## QUOTED TEXT
_ _ _ _

Targeting Your Audience Earlier in the Buying Process

The author's views are entirely their own (excluding the unlikely event of hypnosis) and may not always reflect the views of Moz.

Bigger audiences and less competition aren't actually that hard to find; we just have to reach a bit farther up the funnel. In today's Whiteboard Friday, Rand explains the benefits of this largely unexplored place, showing you how to reach potential customers before they're even aware that they're looking for you.

Here's a still of this week's whiteboard:

Video transcription

Howdy, Moz fans, and welcome to another edition of Whiteboard Friday. Today I'm going to talk a little about targeting your customers and your potential audience earlier in their buying process.

So you're probably familiar and have seen diagrams, maybe even from marketing class if you went to marketing class, about the buying journey. Usually, the buying journey starts somewhere around here. There's awareness, research, establishing criteria, evaluating vendors, and then making a buying decision.

I want to challenge us to think even a step ahead of that. Before we know that we're going to be aware of a potential product, we are pursuing our own interests. We are living our lives. We are maybe trying to chase away boredom or downtime on our mobile phones or browsing random sites on the Internet or following our interests.

Whatever we're doing actively, that's the first place where we usually start to have awareness about something. That awareness of a potential problem or an issue or something that we might want to invest in, a business could have those awareness issues, an individual could, a family could.

Then, once we get to an awareness stage, then we start realizing, "Hey, I have a need. I'm going to start researching this need, this problem, this challenge." Then, after I've researched a little, if I decide to keep going, I'll establish criteria by which I'm going to make a buying decision. I'll evaluate some vendors, and then I'll buy.

As you can see, this is often framed in terms of a funnel because there's usually a lot more people up here than there are down here. Some people decide the problem is just not that big, and they don't need to research it. Some people who research it decide it's too expensive, or they satisfice and do something else. Some people who start to evaluate vendors decide they don't like any of them, and so they never buy anything. And that's fine.

Here's the problem. In the SEO world especially, but even more broadly in Internet marketing, we think about all of our marketing efforts down at the bottom of this process. Even the most broad ones usually think in the awareness and research phase. Very, very rarely does anyone think about that "pursuing interests" phase, but you can do remarkable things here.

_ _ _ _

## CHALLENGES
(a) According to the transcript on the buying process, why is the buying journey often pictured as a funnel? Answer in one to three sentences.
(b) Reproduce the stretch of the records from the line containing "Where can you spot the cloud in" through the end of the records, including both ends and keeping every line as it appears.
The transcript on the buying process and the records that come after it are unrelated to each other.

_ _ _ _

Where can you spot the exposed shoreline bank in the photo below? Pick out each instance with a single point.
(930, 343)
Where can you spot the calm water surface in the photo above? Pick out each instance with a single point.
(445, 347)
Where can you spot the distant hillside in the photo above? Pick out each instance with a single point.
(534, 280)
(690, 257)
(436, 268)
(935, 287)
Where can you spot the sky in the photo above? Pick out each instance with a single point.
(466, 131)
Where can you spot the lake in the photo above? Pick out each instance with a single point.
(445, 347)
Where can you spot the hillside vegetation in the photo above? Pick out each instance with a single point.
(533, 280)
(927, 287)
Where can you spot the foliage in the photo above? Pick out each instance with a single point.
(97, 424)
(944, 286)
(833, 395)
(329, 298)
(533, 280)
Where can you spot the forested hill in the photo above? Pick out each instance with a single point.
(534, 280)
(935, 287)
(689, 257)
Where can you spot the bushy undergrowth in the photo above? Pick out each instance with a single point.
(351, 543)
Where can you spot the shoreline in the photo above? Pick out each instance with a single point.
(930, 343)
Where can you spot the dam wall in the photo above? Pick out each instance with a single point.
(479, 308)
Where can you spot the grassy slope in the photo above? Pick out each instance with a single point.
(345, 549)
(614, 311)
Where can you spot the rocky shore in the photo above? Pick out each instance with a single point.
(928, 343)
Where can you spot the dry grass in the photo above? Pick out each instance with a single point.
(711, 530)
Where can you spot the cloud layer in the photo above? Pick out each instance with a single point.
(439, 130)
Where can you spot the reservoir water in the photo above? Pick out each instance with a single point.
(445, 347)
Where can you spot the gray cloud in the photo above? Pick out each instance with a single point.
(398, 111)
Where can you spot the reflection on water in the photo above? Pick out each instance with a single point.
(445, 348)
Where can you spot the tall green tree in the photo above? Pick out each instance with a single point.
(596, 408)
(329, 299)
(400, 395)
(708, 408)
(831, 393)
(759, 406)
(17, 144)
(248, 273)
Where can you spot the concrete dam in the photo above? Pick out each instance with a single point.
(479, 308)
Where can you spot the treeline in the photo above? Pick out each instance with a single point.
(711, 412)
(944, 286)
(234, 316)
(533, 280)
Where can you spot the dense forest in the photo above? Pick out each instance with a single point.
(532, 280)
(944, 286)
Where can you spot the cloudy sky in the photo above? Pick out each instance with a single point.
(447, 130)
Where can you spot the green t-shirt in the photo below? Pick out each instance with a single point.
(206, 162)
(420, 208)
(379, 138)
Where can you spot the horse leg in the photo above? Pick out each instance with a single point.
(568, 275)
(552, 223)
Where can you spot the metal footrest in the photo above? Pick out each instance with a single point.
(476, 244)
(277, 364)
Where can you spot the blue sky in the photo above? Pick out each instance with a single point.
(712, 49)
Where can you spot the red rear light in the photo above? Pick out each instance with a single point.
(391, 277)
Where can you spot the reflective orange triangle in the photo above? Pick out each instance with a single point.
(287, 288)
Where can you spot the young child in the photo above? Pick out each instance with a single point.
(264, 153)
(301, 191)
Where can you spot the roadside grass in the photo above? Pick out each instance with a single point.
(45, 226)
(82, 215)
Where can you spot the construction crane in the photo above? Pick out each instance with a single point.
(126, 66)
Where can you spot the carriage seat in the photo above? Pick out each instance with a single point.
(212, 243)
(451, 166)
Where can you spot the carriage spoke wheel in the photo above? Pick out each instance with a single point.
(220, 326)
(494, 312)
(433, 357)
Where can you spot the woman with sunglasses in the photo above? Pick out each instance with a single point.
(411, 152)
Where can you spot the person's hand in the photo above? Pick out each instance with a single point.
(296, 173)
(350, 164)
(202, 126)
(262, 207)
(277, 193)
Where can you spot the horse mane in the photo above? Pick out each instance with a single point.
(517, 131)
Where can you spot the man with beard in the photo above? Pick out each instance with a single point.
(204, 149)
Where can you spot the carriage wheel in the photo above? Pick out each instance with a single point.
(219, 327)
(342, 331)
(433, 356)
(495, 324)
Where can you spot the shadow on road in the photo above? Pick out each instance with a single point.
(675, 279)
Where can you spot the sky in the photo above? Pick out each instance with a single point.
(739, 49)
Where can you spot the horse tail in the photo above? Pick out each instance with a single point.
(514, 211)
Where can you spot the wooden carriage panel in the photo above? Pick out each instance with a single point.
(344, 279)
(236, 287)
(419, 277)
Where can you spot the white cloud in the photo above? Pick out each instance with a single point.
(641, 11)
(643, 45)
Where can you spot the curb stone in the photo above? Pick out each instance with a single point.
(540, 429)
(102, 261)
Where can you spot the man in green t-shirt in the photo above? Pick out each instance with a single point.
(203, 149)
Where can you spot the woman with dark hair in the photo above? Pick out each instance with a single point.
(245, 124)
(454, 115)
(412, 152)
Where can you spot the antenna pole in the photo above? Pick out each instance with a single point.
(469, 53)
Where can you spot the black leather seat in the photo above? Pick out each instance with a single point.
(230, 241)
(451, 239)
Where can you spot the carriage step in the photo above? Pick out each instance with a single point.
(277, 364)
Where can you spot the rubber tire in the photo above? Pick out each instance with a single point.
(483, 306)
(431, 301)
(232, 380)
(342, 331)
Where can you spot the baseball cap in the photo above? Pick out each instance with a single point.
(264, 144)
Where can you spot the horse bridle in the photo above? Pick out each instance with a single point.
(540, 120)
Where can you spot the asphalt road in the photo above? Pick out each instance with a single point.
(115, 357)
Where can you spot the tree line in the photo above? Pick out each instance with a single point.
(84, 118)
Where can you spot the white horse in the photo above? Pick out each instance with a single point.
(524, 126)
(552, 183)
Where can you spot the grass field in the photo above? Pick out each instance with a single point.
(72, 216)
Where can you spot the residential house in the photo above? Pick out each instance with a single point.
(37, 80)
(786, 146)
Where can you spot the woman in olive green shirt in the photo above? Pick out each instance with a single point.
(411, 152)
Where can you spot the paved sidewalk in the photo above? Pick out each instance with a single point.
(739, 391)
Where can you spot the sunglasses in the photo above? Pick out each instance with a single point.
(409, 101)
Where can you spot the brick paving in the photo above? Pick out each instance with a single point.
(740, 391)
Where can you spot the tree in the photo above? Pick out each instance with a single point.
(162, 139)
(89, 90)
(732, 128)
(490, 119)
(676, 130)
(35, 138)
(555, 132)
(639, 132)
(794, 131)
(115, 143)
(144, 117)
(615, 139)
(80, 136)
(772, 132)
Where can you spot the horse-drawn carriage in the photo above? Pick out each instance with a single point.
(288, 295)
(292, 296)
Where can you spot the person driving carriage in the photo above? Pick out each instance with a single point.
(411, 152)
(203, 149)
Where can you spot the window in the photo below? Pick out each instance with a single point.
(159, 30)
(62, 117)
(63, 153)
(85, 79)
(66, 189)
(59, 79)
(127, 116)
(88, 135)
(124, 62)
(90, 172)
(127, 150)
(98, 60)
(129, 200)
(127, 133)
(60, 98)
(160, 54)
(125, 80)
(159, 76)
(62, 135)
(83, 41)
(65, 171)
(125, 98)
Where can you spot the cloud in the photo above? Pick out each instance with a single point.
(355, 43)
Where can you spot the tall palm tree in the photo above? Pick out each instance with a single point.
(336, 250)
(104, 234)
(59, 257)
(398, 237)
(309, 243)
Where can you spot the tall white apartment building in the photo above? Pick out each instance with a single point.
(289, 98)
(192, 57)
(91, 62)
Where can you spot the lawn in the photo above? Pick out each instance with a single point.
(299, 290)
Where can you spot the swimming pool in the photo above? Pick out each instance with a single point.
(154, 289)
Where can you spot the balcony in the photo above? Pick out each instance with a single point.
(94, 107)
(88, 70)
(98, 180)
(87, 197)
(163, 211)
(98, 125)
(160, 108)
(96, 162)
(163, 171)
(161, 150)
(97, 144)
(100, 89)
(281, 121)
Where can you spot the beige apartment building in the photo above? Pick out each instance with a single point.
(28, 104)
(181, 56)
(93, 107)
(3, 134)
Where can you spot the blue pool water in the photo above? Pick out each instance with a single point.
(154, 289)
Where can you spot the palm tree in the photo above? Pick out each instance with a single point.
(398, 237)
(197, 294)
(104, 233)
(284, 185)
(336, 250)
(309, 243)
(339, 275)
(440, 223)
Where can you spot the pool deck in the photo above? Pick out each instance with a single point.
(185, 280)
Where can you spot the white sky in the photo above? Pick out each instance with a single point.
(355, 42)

_ _ _ _

## COMPLETE ANSWERS
(a) It is pictured as a funnel because there are usually many more people at the top of the process than at the bottom. People drop out at each stage. Some decide the problem is not big enough to research, some find a solution too expensive or settle for something else, and some dislike every vendor they evaluate and never buy.

(b)
Where can you spot the cloud in the photo above? Pick out each instance with a single point.
(355, 43)
Where can you spot the tall palm tree in the photo above? Pick out each instance with a single point.
(336, 250)
(104, 234)
(59, 257)
(398, 237)
(309, 243)
Where can you spot the tall white apartment building in the photo above? Pick out each instance with a single point.
(289, 98)
(192, 57)
(91, 62)
Where can you spot the lawn in the photo above? Pick out each instance with a single point.
(299, 290)
Where can you spot the swimming pool in the photo above? Pick out each instance with a single point.
(154, 289)
Where can you spot the balcony in the photo above? Pick out each instance with a single point.
(94, 107)
(88, 70)
(98, 180)
(87, 197)
(163, 211)
(98, 125)
(160, 108)
(96, 162)
(163, 171)
(161, 150)
(97, 144)
(100, 89)
(281, 121)
Where can you spot the beige apartment building in the photo above? Pick out each instance with a single point.
(28, 104)
(181, 56)
(93, 107)
(3, 134)
Where can you spot the blue pool water in the photo above? Pick out each instance with a single point.
(154, 289)
Where can you spot the palm tree in the photo above? Pick out each instance with a single point.
(398, 237)
(197, 294)
(104, 233)
(284, 185)
(336, 250)
(309, 243)
(339, 275)
(440, 223)
Where can you spot the pool deck in the photo above? Pick out each instance with a single point.
(185, 280)
Where can you spot the white sky in the photo above? Pick out each instance with a single point.
(355, 42)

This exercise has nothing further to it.